Tâche demandée: Poursuivez l’article ci-dessous sur les craintes de violence politique en Europe après l’attentat contre Robert Fico, en reprenant juste après sa dernière phrase.

Extrait fourni:
La tentative d’assassinat du premier ministre slovaque, Robert Fico relance les craintes de violence politique à quelques semaines d’élections européennes chaudement contestées.

Plusieurs dirigeants du continent ont lancé une mise en garde à ce sujet en réaction à l’attaque contre le politicien, sur qui a tiré à bout portant un retraité de 71 ans critique de son programme politique.

INFOGRAPHIE LA PRESSE

Le premier ministre de Belgique, qui préside actuellement l’Union européenne, a indiqué qu’il était « choquant de constater que quelqu’un peut devenir la victime de ses idées politiques ».

« Faisons en sorte que la campagne [européenne] soit intense en mots mais rien de plus », a plaidé Alexander De Croo, qui a porté plainte cette semaine contre un animateur de radio ayant demandé qu’il soit abattu.

Le premier ministre de Pologne, Donald Tusk, a partagé pour sa part un message anonyme publié sur X par un internaute qui saluait l’action de l’agresseur de Robert Fico et soulignait la nécessité d’en faire autant avec lui.

L’appel au calme a une résonance particulière en Allemagne, où de nombreux incidents de violence physique visant des élus ou des candidats aux élections européennes ont été recensés au cours des dernières semaines.

PHOTO LISI NIESNER, ARCHIVES REUTERS

Pancartes électorales affichées dans une rue de Dresde, en Allemagne

Des représentants de partis d’orientations diverses ont été touchés, y compris deux députés régionaux de l’AfD, parti d’extrême droite qui est accusé par ses détracteurs de contribuer par sa rhétorique agressive à la détérioration du climat politique.

En 2019, l’assassinat d’un préfet, tué d’une balle dans la tête par un militant d’extrême droite, avait suscité la consternation dans le pays. Des élus étaient allés jusqu’à évoquer le spectre de la république de Weimar, marqué par de nombreux affrontements violents ayant ouvert la voie au nazisme.

Tom Theuns, analyste politique de l’Université de Leyde, aux Pays-Bas, note que la situation actuelle en Allemagne n’a évidemment aucune commune mesure avec celle de l’époque. Il prévient par ailleurs qu’il faut prendre garde aux généralisations abusives puisque chaque cas de violence politique présente des caractéristiques particulières.

« Détérioration marquée »

Jean-Yves Camus, politologue français qui dirige l’Observatoire des radicalités politiques, note que l’attentat contre Robert Fico est survenu dans un pays où la polarisation politique est extrême.

PHOTO DENES ERDOS, ARCHIVES ASSOCIATED PRESS

Le premier ministre slovaque, Robert Fico

Plusieurs proches du premier ministre ont réagi en accusant l’opposition d’être responsable de la tentative de meurtre même si rien ne vient étayer une telle affirmation, note M. Camus.

M. Fico privilégiait l’affrontement et s’était publiquement inquiété de la possibilité que les attaques « obscènes » de l’opposition et de médias contre son gouvernement mènent « au meurtre » de l’un de ses membres.

Les tensions qui règnent en Slovaquie trouvent un écho, à des degrés variables, dans plusieurs pays européens où des dirigeants populistes, de gauche ou de droite, croisent le fer avec des partis traditionnellement plus centristes pour s’attirer l’appui de l’électorat.

Données fournies:
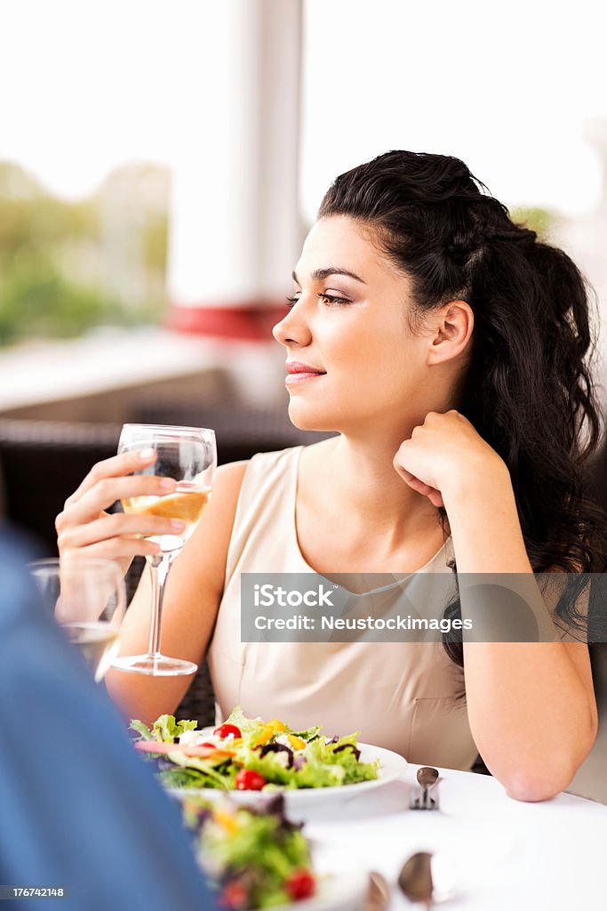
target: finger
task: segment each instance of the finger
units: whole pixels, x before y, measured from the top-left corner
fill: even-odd
[[[160,552],[160,546],[145,537],[112,537],[106,541],[97,541],[86,548],[61,553],[62,558],[96,558],[106,560],[131,560],[134,557],[151,557]]]
[[[84,548],[98,541],[112,537],[149,537],[153,535],[179,534],[186,527],[178,519],[167,519],[161,516],[129,516],[126,513],[104,514],[100,518],[84,525],[66,527],[57,538],[59,548]]]
[[[66,506],[80,499],[82,495],[90,490],[98,481],[106,477],[119,477],[124,475],[131,475],[134,471],[141,471],[142,468],[153,465],[156,458],[156,450],[147,448],[121,453],[119,456],[112,456],[111,458],[97,462],[93,466],[77,490],[75,490],[71,496],[66,500]]]
[[[177,487],[172,477],[157,475],[137,475],[128,477],[104,478],[65,510],[70,522],[78,524],[96,518],[98,514],[116,500],[135,496],[166,496]]]

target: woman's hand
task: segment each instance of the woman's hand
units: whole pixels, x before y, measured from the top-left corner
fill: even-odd
[[[429,412],[400,444],[393,465],[410,487],[435,507],[444,507],[451,489],[470,484],[482,488],[485,481],[491,487],[496,476],[508,475],[504,461],[457,411]]]
[[[156,453],[148,449],[123,453],[93,466],[76,493],[66,500],[63,512],[56,519],[61,558],[105,558],[116,560],[126,573],[134,557],[158,552],[158,545],[145,540],[145,537],[183,531],[183,522],[175,519],[106,512],[116,500],[166,496],[175,490],[177,484],[170,477],[127,476],[155,460]]]

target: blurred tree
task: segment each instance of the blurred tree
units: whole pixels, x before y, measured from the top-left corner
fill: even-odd
[[[145,166],[147,183],[156,175],[160,187],[150,207],[137,184],[140,172],[114,172],[129,198],[125,209],[113,206],[108,222],[104,188],[112,175],[92,199],[67,202],[19,166],[0,162],[0,344],[70,337],[100,324],[158,322],[166,303],[167,178],[165,169]],[[136,231],[139,240],[124,244],[119,265],[137,281],[121,284],[107,239],[115,236],[114,249],[121,249]]]
[[[561,220],[556,212],[539,206],[515,206],[510,210],[510,216],[517,224],[534,230],[538,240],[547,242],[550,242],[552,231]]]

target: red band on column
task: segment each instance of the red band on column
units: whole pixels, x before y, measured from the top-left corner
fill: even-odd
[[[272,327],[286,313],[278,301],[256,301],[230,305],[169,308],[165,325],[177,333],[214,335],[249,342],[269,342]]]

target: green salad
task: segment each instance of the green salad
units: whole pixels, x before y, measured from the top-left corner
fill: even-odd
[[[282,794],[258,810],[197,796],[184,802],[183,813],[219,907],[269,908],[316,893],[308,842],[285,816]]]
[[[213,733],[197,722],[161,715],[151,728],[132,721],[136,749],[158,763],[171,788],[272,791],[355,784],[378,777],[379,760],[360,762],[357,734],[324,737],[319,727],[295,731],[278,719],[246,718],[239,706]]]

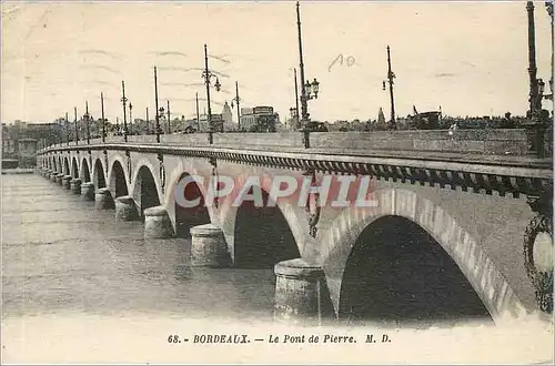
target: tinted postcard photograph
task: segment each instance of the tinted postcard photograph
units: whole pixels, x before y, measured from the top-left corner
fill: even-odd
[[[553,364],[552,1],[2,1],[3,364]]]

Résultat de l’exercice:
M. Theuns note qu’on assiste en Europe depuis une dizaine d’années à une « détérioration marquée du discours démocratique » qui se manifeste à la fois dans la manière dont « les politiciens parlent des politiciens » et celle dont « la population parle des politiciens ».

Même si elle est dénuée d’appels directs à la violence, cette rhétorique plus agressive augmente la probabilité, dit-il, que des individus dans la société décident d’y recourir.

« Insatisfaction croissante »

Une étude du Parlement européen parue en 2020 indiquait que la polarisation et les tensions sociales croissantes au sein de l’Union européenne (UE) avaient pour effet d’exposer particulièrement les élus locaux « à la haine et à la violence ».

L’ACLED, une organisation spécialisée dans la collecte de données sur les conflits, a recensé pour la période de 2020 à 2022 plus de 300 évènements violents visant des élus locaux répartis dans 16 des 27 pays de l’UE. La majorité des cas étaient liés à la dégradation d’immeubles publics ou privés, les cas d’agression physique directe contre des personnes étant plutôt rares.

PHOTO BERNADETT SZABO, REUTERS

« La violence n’est pas la solution », « Non à la violence », peut-on lire sur des écriteaux placés dans le centre de Banská Bystrica, en Slovaquie.

Des organisations criminelles qui veulent intimider un élu étaient souvent en cause, en particulier en Italie, mais « l’insatisfaction croissante de la population » alimente aussi le phénomène, selon l’organisation.

Jean-Yves Camus note que les élus locaux se retrouvent en première ligne face aux citoyens, non seulement pour des raisons politiques, mais aussi parfois pour des griefs mineurs.

Le fossé est de plus en plus criant entre la classe politique et la population. Les gens ne se sentent pas représentés et ne reconnaissent pas la légitimité des élus.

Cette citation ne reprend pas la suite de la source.